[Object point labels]
━━━━━━

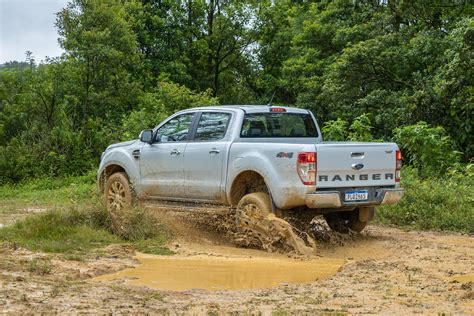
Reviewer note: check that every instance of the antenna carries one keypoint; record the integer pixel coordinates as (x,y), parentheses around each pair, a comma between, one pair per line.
(271,99)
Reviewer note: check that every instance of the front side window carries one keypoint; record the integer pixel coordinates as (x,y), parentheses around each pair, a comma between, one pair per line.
(176,129)
(212,126)
(278,125)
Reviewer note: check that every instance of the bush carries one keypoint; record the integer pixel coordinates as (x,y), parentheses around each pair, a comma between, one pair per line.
(434,203)
(166,99)
(339,130)
(429,149)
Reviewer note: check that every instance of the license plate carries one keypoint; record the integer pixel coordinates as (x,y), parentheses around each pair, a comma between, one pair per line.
(357,195)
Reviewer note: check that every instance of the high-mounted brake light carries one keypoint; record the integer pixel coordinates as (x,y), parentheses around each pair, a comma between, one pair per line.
(306,167)
(277,110)
(398,165)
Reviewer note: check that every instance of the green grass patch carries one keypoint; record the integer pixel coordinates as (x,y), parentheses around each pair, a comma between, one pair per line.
(50,191)
(434,203)
(73,231)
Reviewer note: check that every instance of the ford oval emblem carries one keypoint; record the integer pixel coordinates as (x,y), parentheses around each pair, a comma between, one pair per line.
(357,166)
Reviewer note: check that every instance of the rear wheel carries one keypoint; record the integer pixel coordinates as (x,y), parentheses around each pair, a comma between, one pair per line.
(346,221)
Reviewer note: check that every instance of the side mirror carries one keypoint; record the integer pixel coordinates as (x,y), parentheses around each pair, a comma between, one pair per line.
(146,136)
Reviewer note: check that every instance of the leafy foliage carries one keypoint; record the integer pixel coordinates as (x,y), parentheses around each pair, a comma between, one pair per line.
(429,149)
(127,65)
(433,203)
(359,130)
(155,106)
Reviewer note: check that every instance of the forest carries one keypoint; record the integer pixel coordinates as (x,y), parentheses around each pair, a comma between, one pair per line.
(369,70)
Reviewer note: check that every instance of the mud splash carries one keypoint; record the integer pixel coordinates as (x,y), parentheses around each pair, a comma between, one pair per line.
(217,273)
(463,278)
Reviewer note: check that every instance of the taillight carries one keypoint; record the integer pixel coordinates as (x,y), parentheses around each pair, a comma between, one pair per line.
(398,165)
(306,167)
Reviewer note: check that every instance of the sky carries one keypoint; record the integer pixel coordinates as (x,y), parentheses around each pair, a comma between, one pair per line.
(29,25)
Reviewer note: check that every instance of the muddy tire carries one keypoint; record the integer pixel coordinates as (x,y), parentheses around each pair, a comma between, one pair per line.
(119,198)
(345,222)
(252,209)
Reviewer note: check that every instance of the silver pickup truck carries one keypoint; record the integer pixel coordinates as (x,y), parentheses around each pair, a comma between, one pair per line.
(255,159)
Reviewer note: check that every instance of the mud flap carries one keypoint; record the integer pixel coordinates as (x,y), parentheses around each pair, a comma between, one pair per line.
(366,213)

━━━━━━

== WHAT IS EXPECTED ==
Images should not appear in the copy; retype the listing above exactly.

== THE ANSWER ==
Reviewer note: check that every instance of the antenna carries one keypoint; record the integer pixel coordinates as (x,y), parentheses around each pair, a comma between, one pair per line.
(271,99)
Reviewer note: check that every instance of the front side window carries one keypoint; record the integer pixel coordinates as (x,y), parentheses around each pair, a comma between, one pair per line.
(176,129)
(212,126)
(278,125)
Reviewer note: check that every instance of the bush carries one keypoint; record the integer pixel coordinates as (x,y), parentheses around each pair, a comma between, one pair per line.
(434,203)
(166,99)
(339,130)
(429,149)
Reviewer note: check that every instance of the license plate carries one keypoint; record the integer pixel coordinates as (x,y), parentheses around each pair, a comma between, one pair per line.
(357,195)
Reviewer note: check that every instance of the high-mounted brake light carries one keypoint; record the integer pixel coordinates as (x,y), parentheses around each pair, a comma between, one pair per line.
(306,167)
(277,110)
(398,165)
Reviewer note: check that every instance of the green grass patch carries one keypoint; record the integer pixel coordinates as (x,y), parentheses around each pair, a comma between, one pair per line.
(50,191)
(434,203)
(73,231)
Reviewer note: check that every instance of the ford oval emblem carries one keypoint; record the integer pixel coordinates as (x,y), parentheses around each pair, a comma between, one pair per line.
(357,166)
Reviewer note: check that every instance of the rear wheel carries one keypoint; record the integer pixel coordinates as (x,y), parentheses around each pair, a comma between, one pair per line.
(346,221)
Reviewer note: check that every instance of the side mirror carries one keypoint; record the integer pixel coordinates as (x,y), parentheses around each pair, a comma between, one pair per line.
(146,136)
Reviewer note: check that every instance of the leafy foliage carries one keypoint; record the integer pixel coordinates as (x,y), parentheses around each pair, a comma between, one pair per line.
(429,149)
(127,65)
(433,203)
(359,130)
(155,106)
Reviewer note: check that every instance of the forest carries one keypoint; record the integer pixel coordinates as (x,y), parentheses around each pair, a comma between, one pair per line.
(369,70)
Reviewer note: check that every instance of the mud splash carries one keypoint; record the integer pixel coordinates as (x,y), parentheses around each pair, a comma between, one pair per line.
(217,273)
(463,278)
Reviewer note: check that every instance of the taillight carries one keypoint; record the integer pixel coordinates as (x,y), parentheses around each pair, a comma between, one pair per line.
(398,165)
(306,167)
Reviewer note: check that every instance of the sky carries one keypoint; record the integer pixel coordinates as (x,y), parentheses around each pair, a comma between, one pair per line.
(29,25)
Reviewer note: check that every instance of the muddy tire carries one keypoint; record the integer pixel coordinates as (x,y), parentheses around each pair, a comma between, one pair per line.
(119,198)
(345,222)
(252,209)
Reviewer note: check that every instance of the silver pickup truck carries one keypoint; record the integer pixel coordinates as (x,y), parentheses around each pair, a comma between, one pair per line.
(255,159)
Reviewer note: check that every instance of the mud flap carries one keypoint; record the integer pixel coordinates as (x,y), parentheses around each pair, a comma between, one pair per line.
(366,213)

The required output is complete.